__Problem to solve__: Line for line, return the data exactly, omitting all pictures.

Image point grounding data
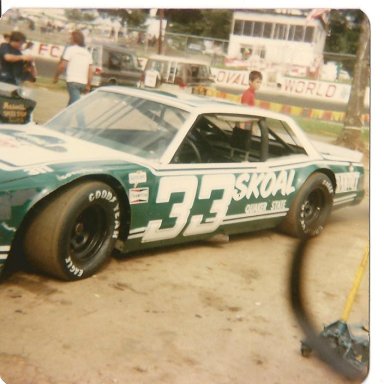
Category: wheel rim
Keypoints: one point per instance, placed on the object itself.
(312, 208)
(88, 234)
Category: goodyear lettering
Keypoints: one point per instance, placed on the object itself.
(263, 184)
(347, 182)
(278, 205)
(116, 211)
(106, 195)
(72, 268)
(254, 209)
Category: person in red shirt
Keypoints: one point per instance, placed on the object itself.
(248, 96)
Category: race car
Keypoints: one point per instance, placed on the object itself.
(126, 169)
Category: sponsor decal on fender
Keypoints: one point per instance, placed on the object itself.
(138, 195)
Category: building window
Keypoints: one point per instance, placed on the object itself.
(257, 29)
(309, 34)
(248, 27)
(238, 27)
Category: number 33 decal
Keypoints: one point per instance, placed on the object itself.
(181, 211)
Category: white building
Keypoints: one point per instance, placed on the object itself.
(277, 37)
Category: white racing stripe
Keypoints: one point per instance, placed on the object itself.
(344, 199)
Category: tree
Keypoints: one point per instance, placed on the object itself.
(350, 136)
(133, 17)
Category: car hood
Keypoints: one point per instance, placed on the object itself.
(335, 152)
(31, 145)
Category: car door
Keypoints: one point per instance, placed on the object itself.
(220, 179)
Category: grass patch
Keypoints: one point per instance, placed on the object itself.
(47, 82)
(327, 128)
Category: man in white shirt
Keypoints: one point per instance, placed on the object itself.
(77, 62)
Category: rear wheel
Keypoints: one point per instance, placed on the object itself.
(311, 207)
(72, 235)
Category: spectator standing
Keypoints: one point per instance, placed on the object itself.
(248, 96)
(12, 59)
(30, 70)
(77, 63)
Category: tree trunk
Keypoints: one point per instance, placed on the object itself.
(350, 136)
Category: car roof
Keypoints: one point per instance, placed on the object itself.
(196, 103)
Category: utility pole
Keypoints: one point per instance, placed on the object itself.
(350, 136)
(159, 46)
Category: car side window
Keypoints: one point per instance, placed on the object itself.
(223, 138)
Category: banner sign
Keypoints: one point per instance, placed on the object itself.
(289, 86)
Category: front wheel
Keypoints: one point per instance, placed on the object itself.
(72, 236)
(311, 207)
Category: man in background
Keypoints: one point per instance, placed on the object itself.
(77, 62)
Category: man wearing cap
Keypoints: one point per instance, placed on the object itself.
(12, 59)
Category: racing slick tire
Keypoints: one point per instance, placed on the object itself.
(73, 235)
(310, 208)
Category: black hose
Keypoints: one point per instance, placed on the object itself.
(313, 340)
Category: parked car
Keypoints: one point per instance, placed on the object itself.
(178, 71)
(131, 169)
(114, 65)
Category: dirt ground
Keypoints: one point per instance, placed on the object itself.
(208, 313)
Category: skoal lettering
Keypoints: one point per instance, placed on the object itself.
(263, 184)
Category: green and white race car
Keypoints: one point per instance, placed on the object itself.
(127, 169)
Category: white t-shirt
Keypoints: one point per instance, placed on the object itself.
(79, 60)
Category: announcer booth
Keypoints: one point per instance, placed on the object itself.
(284, 37)
(15, 108)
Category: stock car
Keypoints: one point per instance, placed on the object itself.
(127, 169)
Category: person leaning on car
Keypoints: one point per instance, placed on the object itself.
(248, 96)
(77, 62)
(12, 60)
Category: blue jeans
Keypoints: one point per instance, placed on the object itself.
(74, 91)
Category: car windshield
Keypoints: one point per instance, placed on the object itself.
(127, 123)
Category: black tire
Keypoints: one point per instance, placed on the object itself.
(310, 208)
(73, 235)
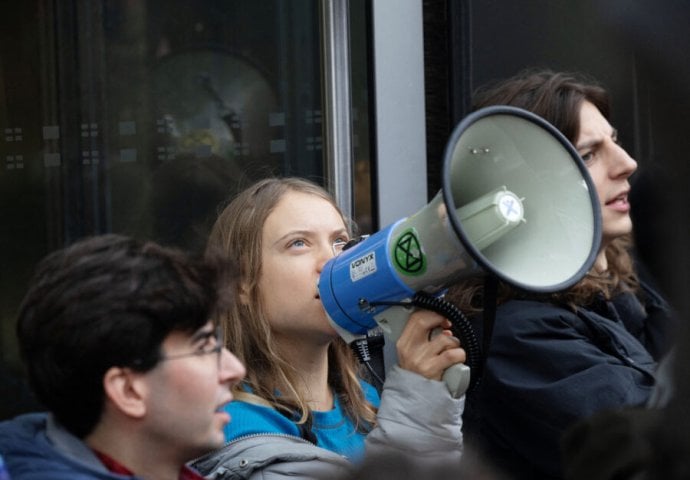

__Solution for this exercise__:
Category: wheel rim
Keypoints: one point per instance, placed on the object itself.
(312, 208)
(88, 234)
Category: goodyear lettering
Keypoints: one point per instance, placed on the object itself.
(263, 184)
(347, 182)
(278, 205)
(116, 211)
(106, 195)
(72, 268)
(254, 209)
Category: person in red shirt
Keypoints: one point per instance, placed on the object itself.
(248, 96)
Category: race car
Keypoints: one point per instance, placed on the object itself.
(126, 169)
Category: sponsor decal on fender
Keypoints: one point per instance, placed on the object itself.
(138, 195)
Category: building window
Keypoints: one point per instance, placed on the object itself.
(257, 29)
(309, 34)
(248, 27)
(238, 27)
Category: number 33 decal
Keypoints: one point per instance, placed on the object itself.
(181, 211)
Category: white building
Keypoints: one point per instance, placed on the object itself.
(277, 37)
Category: white racing stripe
Keypoints: one point per instance, placed on the object itself.
(344, 199)
Category: tree
Keypoints: one point per instance, placed on the object itself.
(350, 136)
(133, 17)
Category: car hood
Keypoints: one point per instance, placed on the object itself.
(335, 152)
(31, 145)
Category: car door
Keypoints: one point per instance, placed on the object itself.
(220, 179)
Category: grass patch
Keypoints: one point per instance, placed on the object itself.
(47, 82)
(327, 128)
Category: man in white shirt
Keypoints: one point per instance, placed on the object itself.
(77, 62)
Category: rear wheel
Keypoints: one point per instance, placed on the object itself.
(311, 207)
(72, 235)
Category: spectator standing
Keypoints: one point per instance, placed on the object itself.
(248, 96)
(12, 59)
(30, 70)
(77, 63)
Category: tree trunk
Keypoints: one point per instance, placed on the object itself.
(350, 136)
Category: car roof
Keypoints: one point per instance, placed on the object itself.
(196, 103)
Category: utility pole
Keypoints: one point per instance, placed on the object itself.
(350, 136)
(159, 46)
Category: car side window
Keypoints: one point per instance, placed on the object itself.
(223, 138)
Category: banner sign
Keypoints: one point per instance, placed on the object itself.
(289, 86)
Category: front wheel
Keypoints: one point per instance, placed on the object itself.
(72, 236)
(311, 207)
Category: man in background
Keypoints: one point per instance, placed on the object itself.
(77, 62)
Category: man wearing cap
Keypoints: one point per instance, placed on the object itself.
(12, 59)
Category: racing slick tire
Keypoints: one point per instance, placed on the object itself.
(73, 235)
(310, 208)
Category: black hose
Keypoints: one point per instance, placed on the object itself.
(313, 340)
Category: parked car
Keypoints: one point per instance, placed on the object itself.
(178, 71)
(131, 169)
(114, 65)
Category: dirt ground
Keypoints: one point per instance, placed on the object itself.
(208, 313)
Category: skoal lettering
Keypoints: one point per instance, placed on the object itself.
(263, 184)
Category: green and white race car
Keypoints: one point per instance, placed on the object itself.
(127, 169)
Category: white t-shirt
Keypoints: one point per instance, placed on the object itself.
(79, 60)
Category: announcer booth
Keypoints: one point per instance, placed on the object itself.
(284, 37)
(15, 108)
Category: stock car
Keypoints: one point per instance, placed on the object itself.
(127, 169)
Category: person leaning on car
Keypoints: one point per instance, placed on the object itself.
(248, 96)
(77, 62)
(12, 60)
Category: blue jeans
Keypoints: one point per instance, placed on the object itself.
(74, 91)
Category: car windshield
Keypoints: one point per instance, placed on the object itself.
(127, 123)
Category: black tire
Keypoints: one point per instance, placed on the object itself.
(310, 208)
(73, 235)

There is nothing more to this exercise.